- Problem details: Copy out exactly the lines from the one containing "Please identify the male" to the end of the records below, both included, and nothing else.

Saved entries

********************

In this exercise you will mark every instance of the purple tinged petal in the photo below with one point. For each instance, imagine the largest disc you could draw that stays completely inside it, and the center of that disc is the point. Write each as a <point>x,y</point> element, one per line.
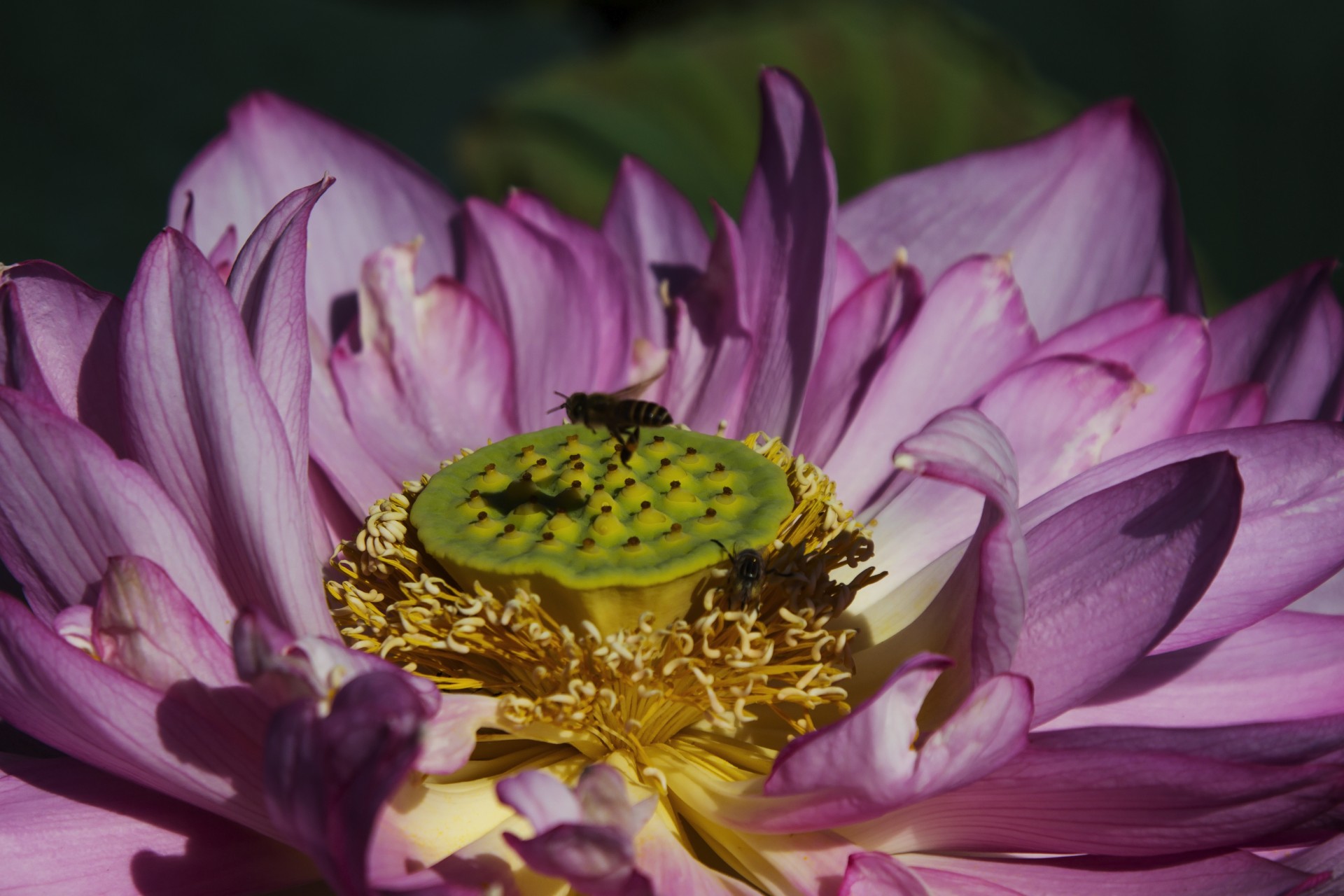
<point>80,505</point>
<point>860,335</point>
<point>200,418</point>
<point>1113,574</point>
<point>146,628</point>
<point>788,242</point>
<point>1191,875</point>
<point>1231,409</point>
<point>268,285</point>
<point>61,344</point>
<point>870,762</point>
<point>273,147</point>
<point>328,776</point>
<point>969,330</point>
<point>657,237</point>
<point>197,743</point>
<point>1289,539</point>
<point>1109,802</point>
<point>879,875</point>
<point>1089,211</point>
<point>76,830</point>
<point>429,374</point>
<point>1287,666</point>
<point>1288,337</point>
<point>1059,414</point>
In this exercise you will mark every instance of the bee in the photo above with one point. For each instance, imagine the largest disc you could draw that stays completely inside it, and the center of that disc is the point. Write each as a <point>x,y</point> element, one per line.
<point>622,413</point>
<point>748,571</point>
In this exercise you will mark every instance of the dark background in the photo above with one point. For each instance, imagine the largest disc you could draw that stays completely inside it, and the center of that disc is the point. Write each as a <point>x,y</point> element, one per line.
<point>104,104</point>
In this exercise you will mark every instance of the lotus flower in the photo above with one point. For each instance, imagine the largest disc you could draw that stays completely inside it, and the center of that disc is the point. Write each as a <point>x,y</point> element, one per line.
<point>1056,649</point>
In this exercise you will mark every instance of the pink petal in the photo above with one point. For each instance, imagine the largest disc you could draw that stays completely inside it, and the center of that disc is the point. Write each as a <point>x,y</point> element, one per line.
<point>870,763</point>
<point>328,776</point>
<point>1059,414</point>
<point>61,344</point>
<point>1231,409</point>
<point>429,372</point>
<point>268,285</point>
<point>1109,802</point>
<point>74,830</point>
<point>879,875</point>
<point>1218,875</point>
<point>200,418</point>
<point>67,504</point>
<point>860,335</point>
<point>971,328</point>
<point>788,245</point>
<point>1089,211</point>
<point>1287,666</point>
<point>1113,574</point>
<point>273,147</point>
<point>197,743</point>
<point>1288,540</point>
<point>657,237</point>
<point>1291,339</point>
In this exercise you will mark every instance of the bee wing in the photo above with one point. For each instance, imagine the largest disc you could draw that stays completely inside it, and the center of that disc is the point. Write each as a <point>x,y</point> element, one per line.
<point>635,390</point>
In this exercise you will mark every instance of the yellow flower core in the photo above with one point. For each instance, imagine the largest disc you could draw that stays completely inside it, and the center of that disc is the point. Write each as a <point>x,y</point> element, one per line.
<point>717,666</point>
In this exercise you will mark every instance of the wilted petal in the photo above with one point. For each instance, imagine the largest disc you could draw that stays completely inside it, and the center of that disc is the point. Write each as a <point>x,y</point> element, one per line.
<point>969,330</point>
<point>273,147</point>
<point>67,504</point>
<point>1114,573</point>
<point>1288,337</point>
<point>1291,538</point>
<point>268,285</point>
<point>788,245</point>
<point>429,372</point>
<point>200,418</point>
<point>74,830</point>
<point>1089,211</point>
<point>1287,666</point>
<point>860,335</point>
<point>328,776</point>
<point>659,238</point>
<point>61,344</point>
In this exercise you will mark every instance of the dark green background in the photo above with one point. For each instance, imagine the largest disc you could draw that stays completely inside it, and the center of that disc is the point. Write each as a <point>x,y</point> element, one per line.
<point>104,104</point>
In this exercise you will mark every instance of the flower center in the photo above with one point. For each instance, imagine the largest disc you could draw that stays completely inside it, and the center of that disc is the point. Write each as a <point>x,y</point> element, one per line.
<point>613,605</point>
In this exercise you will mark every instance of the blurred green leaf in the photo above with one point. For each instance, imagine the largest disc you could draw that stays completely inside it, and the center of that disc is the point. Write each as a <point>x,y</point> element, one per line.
<point>899,86</point>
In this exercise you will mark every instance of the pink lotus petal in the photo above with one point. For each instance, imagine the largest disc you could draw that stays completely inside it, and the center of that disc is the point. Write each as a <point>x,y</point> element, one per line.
<point>788,245</point>
<point>879,875</point>
<point>1287,666</point>
<point>146,628</point>
<point>200,418</point>
<point>273,147</point>
<point>659,238</point>
<point>1288,540</point>
<point>268,285</point>
<point>870,762</point>
<point>1217,875</point>
<point>1231,409</point>
<point>429,372</point>
<point>197,743</point>
<point>328,776</point>
<point>76,830</point>
<point>711,348</point>
<point>1291,339</point>
<point>80,505</point>
<point>1089,211</point>
<point>1113,574</point>
<point>860,335</point>
<point>1108,802</point>
<point>1059,415</point>
<point>972,327</point>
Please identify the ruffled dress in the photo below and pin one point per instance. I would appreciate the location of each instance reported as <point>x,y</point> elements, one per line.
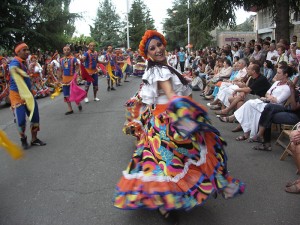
<point>179,160</point>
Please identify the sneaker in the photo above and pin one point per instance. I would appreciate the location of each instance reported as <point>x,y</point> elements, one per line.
<point>24,143</point>
<point>37,142</point>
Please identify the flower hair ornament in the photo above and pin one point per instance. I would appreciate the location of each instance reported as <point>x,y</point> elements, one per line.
<point>148,36</point>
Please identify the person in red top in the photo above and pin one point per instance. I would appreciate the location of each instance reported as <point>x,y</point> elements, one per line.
<point>22,100</point>
<point>90,61</point>
<point>68,66</point>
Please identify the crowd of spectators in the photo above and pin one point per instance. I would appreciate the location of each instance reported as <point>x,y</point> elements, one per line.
<point>254,84</point>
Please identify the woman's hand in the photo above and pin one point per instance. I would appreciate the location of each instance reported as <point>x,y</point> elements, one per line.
<point>166,86</point>
<point>295,137</point>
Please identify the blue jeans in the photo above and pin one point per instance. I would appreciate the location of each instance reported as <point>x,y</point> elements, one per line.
<point>274,113</point>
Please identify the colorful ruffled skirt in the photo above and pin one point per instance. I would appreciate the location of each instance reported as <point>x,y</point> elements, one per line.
<point>179,160</point>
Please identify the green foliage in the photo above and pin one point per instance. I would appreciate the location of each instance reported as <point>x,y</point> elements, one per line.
<point>140,20</point>
<point>176,30</point>
<point>41,24</point>
<point>107,27</point>
<point>214,13</point>
<point>246,26</point>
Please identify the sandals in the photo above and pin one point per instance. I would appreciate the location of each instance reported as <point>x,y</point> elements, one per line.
<point>226,119</point>
<point>237,129</point>
<point>291,183</point>
<point>262,147</point>
<point>256,139</point>
<point>37,142</point>
<point>170,216</point>
<point>220,112</point>
<point>215,107</point>
<point>69,112</point>
<point>294,189</point>
<point>241,138</point>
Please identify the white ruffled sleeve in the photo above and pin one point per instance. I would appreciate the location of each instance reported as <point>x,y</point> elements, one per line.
<point>150,93</point>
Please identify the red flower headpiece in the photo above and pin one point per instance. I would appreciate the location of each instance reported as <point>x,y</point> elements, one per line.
<point>149,34</point>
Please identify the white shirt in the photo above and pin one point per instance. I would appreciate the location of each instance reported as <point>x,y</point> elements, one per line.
<point>270,55</point>
<point>150,93</point>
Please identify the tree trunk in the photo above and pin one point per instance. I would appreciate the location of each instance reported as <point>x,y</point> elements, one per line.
<point>282,17</point>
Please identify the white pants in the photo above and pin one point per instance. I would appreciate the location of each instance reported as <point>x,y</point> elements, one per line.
<point>249,114</point>
<point>225,92</point>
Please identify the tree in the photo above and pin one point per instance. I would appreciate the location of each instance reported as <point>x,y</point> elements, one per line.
<point>246,26</point>
<point>42,24</point>
<point>140,20</point>
<point>175,27</point>
<point>107,27</point>
<point>225,11</point>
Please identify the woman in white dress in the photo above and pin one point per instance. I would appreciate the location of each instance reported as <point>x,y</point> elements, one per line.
<point>179,160</point>
<point>249,113</point>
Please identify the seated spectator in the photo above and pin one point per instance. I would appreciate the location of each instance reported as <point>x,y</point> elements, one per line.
<point>268,70</point>
<point>218,67</point>
<point>249,113</point>
<point>227,88</point>
<point>294,186</point>
<point>256,87</point>
<point>272,54</point>
<point>274,113</point>
<point>234,72</point>
<point>257,54</point>
<point>281,54</point>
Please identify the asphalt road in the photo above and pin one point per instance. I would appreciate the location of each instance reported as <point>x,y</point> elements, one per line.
<point>71,180</point>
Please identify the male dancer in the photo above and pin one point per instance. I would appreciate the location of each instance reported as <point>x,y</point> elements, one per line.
<point>68,66</point>
<point>22,100</point>
<point>111,59</point>
<point>90,60</point>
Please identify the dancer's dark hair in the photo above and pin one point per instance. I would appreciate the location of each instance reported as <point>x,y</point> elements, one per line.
<point>152,64</point>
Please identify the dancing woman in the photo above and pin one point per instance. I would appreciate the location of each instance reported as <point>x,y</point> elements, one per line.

********************

- Completed task:
Please identify the male dancer in the photo above and pin one point per instance. I would appreciate the location of each instance reported as <point>x,y</point> elements, one per line.
<point>68,66</point>
<point>22,100</point>
<point>111,59</point>
<point>90,60</point>
Please identify the dancer's dark hair in the photo above and pin one point per instance. I would appreciate the location of each instance reported as <point>x,y</point> elements, one per line.
<point>152,64</point>
Please identify the dancing woman in the photo above and pin one point per instance. I would appreciate the location of each instance reported as <point>x,y</point> elements, one per line.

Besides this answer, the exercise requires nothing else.